Article by Dr. Nicholas Campitelli (Click to access Dr. Campitelli’s Office website)
The debate is ongoing as to the use of minimalist shoes and running barefoot. Few studies have been done and there are so many variables to control which makes these existing studies practically irrelevant. To see the true effects of what happens to our foot by removing the external support from a traditional motion control running shoe, it takes time. Years actually. I would like to share an example of a runner who had abandoned her rigid orthotics and motion control ASICS running shoes and began wearing minimalist shoes. The New Balance Minimus with a zero drop to be exact.
She was 34 two and a half years ago and had flexible flat feet, a valgus position of the calcaneus ( the heel bone angles inward when observing from behind), and a valgus knee deformity (knock knees). Her symptoms consisted of knee pain as well as frequent lower back pain. She was wearing custom rigid orthotics which were implemented to realign her arch and heel bone. We had her follow my transition protocol of removing the orthotics for the first part of a run and then replacing them for the remainder. As an example, for a three mile run the orthotics would be removed for a half mile then placed back in for the remaining 2.5 miles. This was gradually increased each week until she was able to comfortably run without them. The same was done for the motion control shoes but in a slower manner. I advise using the 10% rule. Each week mileage is increased wearing the minimalist shoe by 10%. Again, the new shoe is worn first and the run is completed in the traditional shoe. This can sometimes take up to 6-8 weeks or more depending on the level of running a person is doing before the complete transition is made. Many times I tell the patient it takes 3 months to safely transition. Remember, three months can be a blink of an eye in the whole scheme of things as many patients present to me with years of pain.
Of course what I am about to share is anecdotal. I realize that. However, this is a two year example of the changes that can occur to an adults foot that results from strengthening the postural muscles of the foot, specifically the abdcutor hallucis muscle. This is not the direct result of simply wearing a minimalist shoe. This is the result of what happens when you stress the foot and let it work the way it was intended to and become stronger. It has not relied on external support and adapted to the stresses placed upon it. The studies that are currently being published share weeks or sometimes a few months of results. This is a 2 year example. My colleagues and I are also submitting for publication a 6 month study that will show objective results of a similar finding. Let’s see what happens to the foot when you do not rely on orthotics and motion control shoes.
PLEASE DO NOTE THE INDIVIDUAL IN THESE PHOTOS WAS INSTRUCTED TO BEAR FULL WEIGHT TO THE FOOT AND ALLOW THE ARCH TO REST IN A RELAXED POSITION.
A side view of the foot demonstrates a mild increase in the height of the medial longitudinal arch. It is not possible for me to measure the hight change as the images were not taken from a set distance but one can see the increase in curvature of the arch.

************

» EXERCISE
In the article on minimalist running shoes, how long does the author often tell patients a safe transition takes? These entries have no connection to the article on minimalist running shoes.

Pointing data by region

************

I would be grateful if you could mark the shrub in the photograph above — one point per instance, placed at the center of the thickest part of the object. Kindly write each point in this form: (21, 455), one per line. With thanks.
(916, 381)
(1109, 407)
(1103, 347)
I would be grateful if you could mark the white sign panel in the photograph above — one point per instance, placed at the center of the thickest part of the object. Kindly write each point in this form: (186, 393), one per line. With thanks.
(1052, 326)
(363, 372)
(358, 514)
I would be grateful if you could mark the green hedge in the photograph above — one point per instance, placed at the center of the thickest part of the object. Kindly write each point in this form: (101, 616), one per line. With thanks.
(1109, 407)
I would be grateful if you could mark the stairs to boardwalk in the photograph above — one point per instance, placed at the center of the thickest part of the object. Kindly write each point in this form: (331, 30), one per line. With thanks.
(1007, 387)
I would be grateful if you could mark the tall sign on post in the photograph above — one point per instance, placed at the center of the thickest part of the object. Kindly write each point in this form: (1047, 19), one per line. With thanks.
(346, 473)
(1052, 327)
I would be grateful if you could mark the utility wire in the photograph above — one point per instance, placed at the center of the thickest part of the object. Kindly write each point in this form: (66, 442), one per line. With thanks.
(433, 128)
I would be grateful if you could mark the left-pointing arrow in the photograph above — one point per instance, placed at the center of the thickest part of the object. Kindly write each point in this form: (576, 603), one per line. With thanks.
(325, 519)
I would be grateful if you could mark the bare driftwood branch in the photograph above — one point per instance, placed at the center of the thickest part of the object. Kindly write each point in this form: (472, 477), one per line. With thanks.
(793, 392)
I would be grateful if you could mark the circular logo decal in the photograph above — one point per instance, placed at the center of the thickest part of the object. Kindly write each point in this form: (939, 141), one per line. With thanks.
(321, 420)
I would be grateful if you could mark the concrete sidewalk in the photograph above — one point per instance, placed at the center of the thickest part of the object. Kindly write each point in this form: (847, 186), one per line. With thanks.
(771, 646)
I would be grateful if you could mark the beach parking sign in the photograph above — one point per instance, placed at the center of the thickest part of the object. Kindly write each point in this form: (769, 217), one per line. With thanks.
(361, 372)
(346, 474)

************

» ANSWER SPACE
Three months.